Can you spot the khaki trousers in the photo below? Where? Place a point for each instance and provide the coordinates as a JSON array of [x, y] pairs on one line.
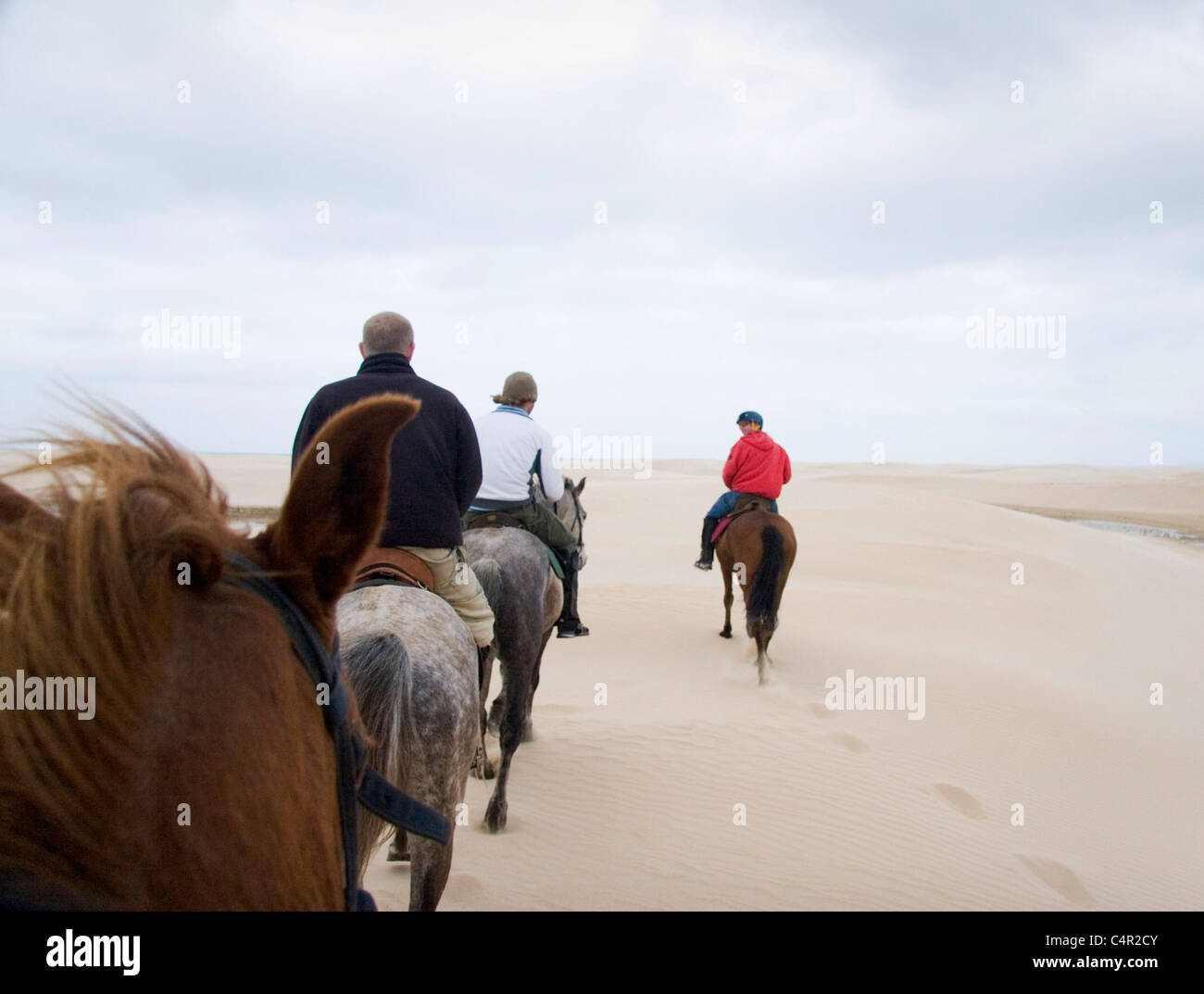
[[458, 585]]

━━━━━━━━

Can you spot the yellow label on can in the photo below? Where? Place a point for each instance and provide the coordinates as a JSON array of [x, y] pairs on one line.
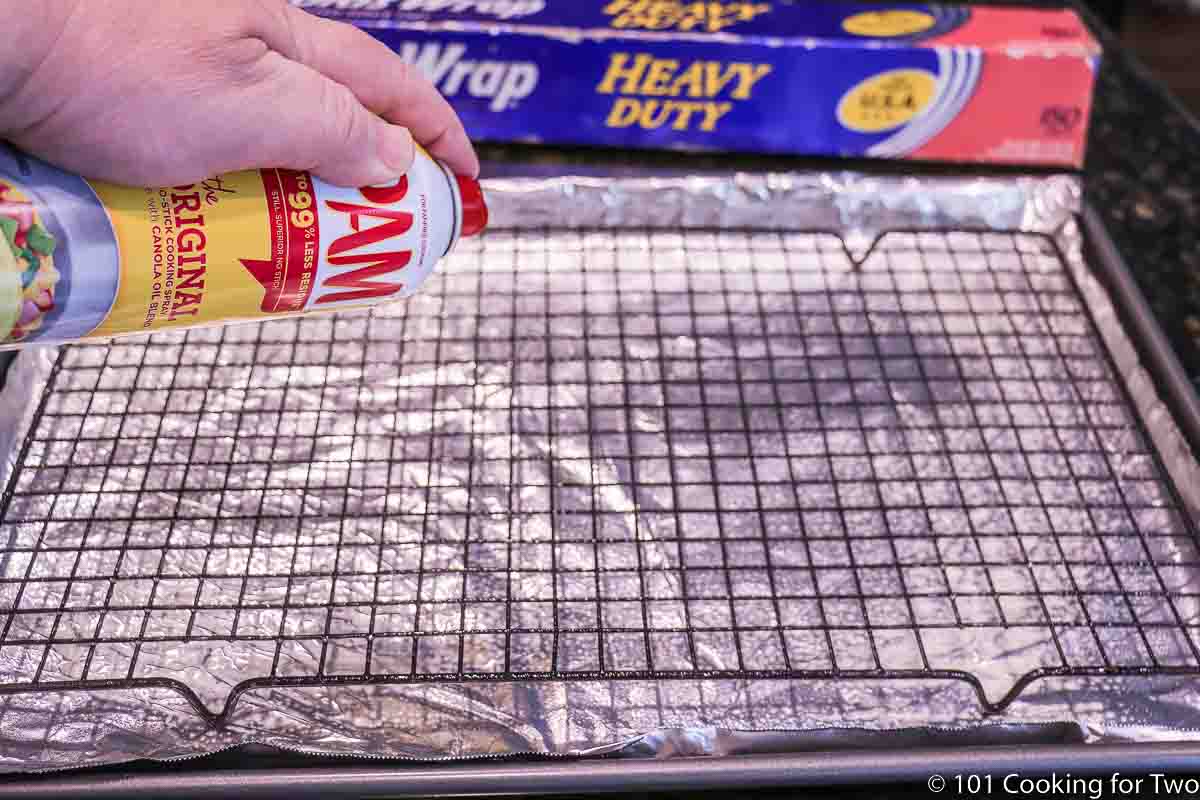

━━━━━━━━

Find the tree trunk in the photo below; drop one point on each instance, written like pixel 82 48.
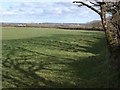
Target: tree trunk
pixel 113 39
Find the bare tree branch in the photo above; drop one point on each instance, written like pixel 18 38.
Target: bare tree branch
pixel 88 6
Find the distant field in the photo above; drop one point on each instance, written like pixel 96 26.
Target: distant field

━━━━━━━━

Lines of the material may hold the string "Find". Copy each one that does.

Find the tree trunk in the photo below; drop one point on each instance, written like pixel 82 48.
Find the bare tree branch in the photo above; drop one point on each instance, written like pixel 18 38.
Find the distant field in the photo above; drop one point on each instance, written like pixel 96 26.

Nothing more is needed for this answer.